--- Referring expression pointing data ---
====
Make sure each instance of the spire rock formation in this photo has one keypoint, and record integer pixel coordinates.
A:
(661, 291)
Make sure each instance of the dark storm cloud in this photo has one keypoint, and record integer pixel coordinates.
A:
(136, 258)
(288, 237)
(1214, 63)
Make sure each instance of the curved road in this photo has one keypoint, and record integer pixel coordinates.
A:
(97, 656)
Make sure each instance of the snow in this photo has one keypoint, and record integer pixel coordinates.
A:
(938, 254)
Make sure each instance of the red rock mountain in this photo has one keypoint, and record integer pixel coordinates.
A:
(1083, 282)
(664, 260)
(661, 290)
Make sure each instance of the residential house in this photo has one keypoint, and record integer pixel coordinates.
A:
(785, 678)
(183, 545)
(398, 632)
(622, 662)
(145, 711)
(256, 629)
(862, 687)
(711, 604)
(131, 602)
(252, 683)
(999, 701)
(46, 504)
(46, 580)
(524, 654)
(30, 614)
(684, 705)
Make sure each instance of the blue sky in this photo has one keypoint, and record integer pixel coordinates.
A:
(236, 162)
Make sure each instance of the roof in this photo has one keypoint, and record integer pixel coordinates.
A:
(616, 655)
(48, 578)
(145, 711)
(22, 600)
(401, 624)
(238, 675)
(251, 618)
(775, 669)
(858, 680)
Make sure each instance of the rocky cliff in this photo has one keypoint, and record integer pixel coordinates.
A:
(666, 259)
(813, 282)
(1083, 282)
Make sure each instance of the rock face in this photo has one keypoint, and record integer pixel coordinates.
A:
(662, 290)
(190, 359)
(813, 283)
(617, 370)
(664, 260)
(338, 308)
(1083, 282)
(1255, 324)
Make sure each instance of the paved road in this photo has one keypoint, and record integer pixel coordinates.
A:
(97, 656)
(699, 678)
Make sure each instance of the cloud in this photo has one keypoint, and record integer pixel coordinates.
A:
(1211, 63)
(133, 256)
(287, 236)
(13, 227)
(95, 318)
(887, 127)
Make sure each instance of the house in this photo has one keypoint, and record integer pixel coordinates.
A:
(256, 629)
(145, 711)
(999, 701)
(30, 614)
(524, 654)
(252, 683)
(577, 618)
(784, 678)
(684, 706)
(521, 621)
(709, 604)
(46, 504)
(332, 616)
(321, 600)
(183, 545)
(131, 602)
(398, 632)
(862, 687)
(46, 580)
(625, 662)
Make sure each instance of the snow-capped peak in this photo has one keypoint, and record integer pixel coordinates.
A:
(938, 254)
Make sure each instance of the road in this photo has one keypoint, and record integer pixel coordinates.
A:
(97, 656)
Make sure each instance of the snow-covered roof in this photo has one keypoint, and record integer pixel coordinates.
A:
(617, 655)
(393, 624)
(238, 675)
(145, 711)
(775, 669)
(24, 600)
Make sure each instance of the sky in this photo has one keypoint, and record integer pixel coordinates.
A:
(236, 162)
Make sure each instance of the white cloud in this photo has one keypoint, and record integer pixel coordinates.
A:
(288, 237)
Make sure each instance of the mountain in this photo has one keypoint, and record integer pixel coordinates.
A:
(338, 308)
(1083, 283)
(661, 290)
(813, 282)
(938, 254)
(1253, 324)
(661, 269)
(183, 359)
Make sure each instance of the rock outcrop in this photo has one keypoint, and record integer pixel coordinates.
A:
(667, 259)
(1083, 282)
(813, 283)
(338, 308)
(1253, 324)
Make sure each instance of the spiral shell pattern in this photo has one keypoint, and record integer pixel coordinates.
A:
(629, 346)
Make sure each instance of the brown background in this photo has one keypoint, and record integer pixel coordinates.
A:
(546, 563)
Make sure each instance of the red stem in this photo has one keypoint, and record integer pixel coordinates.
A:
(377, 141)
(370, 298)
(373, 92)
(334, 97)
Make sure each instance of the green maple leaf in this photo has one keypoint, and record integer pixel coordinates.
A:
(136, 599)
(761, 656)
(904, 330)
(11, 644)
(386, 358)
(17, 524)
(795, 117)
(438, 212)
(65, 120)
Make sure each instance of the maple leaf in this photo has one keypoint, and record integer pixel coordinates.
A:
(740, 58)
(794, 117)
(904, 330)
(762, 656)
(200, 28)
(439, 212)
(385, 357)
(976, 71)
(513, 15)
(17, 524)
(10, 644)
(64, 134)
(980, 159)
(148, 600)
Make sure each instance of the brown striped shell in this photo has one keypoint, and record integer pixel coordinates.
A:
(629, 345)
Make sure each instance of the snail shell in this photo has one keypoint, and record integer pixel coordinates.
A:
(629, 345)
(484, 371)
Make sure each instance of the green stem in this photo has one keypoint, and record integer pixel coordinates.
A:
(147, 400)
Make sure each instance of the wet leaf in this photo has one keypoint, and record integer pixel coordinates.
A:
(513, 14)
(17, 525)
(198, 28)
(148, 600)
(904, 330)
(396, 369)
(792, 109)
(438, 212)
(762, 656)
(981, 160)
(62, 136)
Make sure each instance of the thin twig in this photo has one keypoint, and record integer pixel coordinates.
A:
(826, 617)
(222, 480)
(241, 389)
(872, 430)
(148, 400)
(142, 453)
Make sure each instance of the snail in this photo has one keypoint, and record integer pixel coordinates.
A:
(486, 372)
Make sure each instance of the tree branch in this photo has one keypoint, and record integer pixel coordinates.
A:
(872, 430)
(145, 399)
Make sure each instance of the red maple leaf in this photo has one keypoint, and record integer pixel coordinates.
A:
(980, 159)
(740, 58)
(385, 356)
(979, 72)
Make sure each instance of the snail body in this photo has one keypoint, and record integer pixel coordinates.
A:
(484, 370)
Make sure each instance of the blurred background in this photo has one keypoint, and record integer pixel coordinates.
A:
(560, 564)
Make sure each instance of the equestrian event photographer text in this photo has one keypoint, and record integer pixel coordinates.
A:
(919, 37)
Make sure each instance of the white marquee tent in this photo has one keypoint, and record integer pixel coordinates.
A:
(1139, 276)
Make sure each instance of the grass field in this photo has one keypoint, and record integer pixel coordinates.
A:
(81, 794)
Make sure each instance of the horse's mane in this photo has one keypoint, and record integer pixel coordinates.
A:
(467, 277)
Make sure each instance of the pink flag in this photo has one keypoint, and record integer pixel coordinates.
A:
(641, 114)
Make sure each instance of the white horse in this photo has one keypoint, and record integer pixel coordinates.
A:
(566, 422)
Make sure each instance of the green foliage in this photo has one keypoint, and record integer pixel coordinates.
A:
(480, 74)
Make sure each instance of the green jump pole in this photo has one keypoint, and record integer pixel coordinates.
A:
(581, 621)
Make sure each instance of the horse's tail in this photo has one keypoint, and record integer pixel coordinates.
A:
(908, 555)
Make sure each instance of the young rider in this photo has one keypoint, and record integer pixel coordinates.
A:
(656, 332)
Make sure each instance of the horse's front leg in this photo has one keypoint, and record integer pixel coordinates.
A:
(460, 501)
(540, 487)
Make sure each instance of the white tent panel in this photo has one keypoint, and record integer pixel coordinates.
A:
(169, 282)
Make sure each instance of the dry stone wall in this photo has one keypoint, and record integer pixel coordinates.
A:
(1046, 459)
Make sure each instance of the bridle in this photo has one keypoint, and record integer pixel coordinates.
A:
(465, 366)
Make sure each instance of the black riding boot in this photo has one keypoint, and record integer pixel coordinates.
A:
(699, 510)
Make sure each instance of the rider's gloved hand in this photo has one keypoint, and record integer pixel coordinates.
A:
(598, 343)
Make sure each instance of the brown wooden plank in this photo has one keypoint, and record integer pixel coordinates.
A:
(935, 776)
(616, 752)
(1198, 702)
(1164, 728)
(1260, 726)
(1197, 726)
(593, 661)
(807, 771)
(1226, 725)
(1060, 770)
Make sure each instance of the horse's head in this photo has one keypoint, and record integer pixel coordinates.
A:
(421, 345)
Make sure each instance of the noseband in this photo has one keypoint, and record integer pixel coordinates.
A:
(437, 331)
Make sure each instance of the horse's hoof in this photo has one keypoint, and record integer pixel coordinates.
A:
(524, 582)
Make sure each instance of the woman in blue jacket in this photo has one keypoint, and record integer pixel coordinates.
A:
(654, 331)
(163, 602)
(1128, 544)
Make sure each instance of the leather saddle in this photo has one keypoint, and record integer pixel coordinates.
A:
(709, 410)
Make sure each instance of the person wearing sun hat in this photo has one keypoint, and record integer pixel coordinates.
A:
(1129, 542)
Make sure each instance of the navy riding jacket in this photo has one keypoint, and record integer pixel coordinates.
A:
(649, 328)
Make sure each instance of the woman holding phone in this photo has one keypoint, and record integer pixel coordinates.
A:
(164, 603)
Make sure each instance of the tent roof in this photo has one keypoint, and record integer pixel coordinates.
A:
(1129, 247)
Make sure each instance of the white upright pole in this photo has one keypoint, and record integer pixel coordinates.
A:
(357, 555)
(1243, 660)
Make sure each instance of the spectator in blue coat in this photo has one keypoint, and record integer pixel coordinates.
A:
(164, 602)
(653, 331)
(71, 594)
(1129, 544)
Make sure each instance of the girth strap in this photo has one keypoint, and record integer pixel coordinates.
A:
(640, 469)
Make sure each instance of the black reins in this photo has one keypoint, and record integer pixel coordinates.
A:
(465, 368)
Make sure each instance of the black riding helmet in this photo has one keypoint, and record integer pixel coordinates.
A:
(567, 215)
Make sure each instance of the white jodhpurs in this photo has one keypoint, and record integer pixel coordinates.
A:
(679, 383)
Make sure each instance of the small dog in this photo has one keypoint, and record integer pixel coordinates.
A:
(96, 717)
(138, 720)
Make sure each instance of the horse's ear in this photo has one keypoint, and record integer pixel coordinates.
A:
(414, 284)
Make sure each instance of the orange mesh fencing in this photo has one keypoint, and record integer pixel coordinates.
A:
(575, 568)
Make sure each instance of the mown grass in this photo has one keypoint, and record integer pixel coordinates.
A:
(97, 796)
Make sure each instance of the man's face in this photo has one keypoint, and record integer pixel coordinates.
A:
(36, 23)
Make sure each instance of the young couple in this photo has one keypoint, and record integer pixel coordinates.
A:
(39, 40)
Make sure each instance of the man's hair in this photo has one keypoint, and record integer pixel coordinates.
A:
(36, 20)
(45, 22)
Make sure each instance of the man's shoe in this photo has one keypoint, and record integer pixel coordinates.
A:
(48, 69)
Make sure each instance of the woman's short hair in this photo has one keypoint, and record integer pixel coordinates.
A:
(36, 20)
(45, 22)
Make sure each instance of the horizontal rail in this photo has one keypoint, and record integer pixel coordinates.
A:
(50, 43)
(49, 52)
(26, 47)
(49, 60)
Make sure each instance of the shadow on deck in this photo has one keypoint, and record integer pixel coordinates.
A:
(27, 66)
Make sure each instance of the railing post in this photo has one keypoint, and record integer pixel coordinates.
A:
====
--- Exercise brief ---
Go through the records and copy each line with "hair" in it.

--- Response to the task ---
Make sure each instance of the man's hair in this photo has one keypoint, and record integer pixel coordinates.
Make sure each instance of the woman's short hair in this photo has one keypoint, and record integer pixel coordinates.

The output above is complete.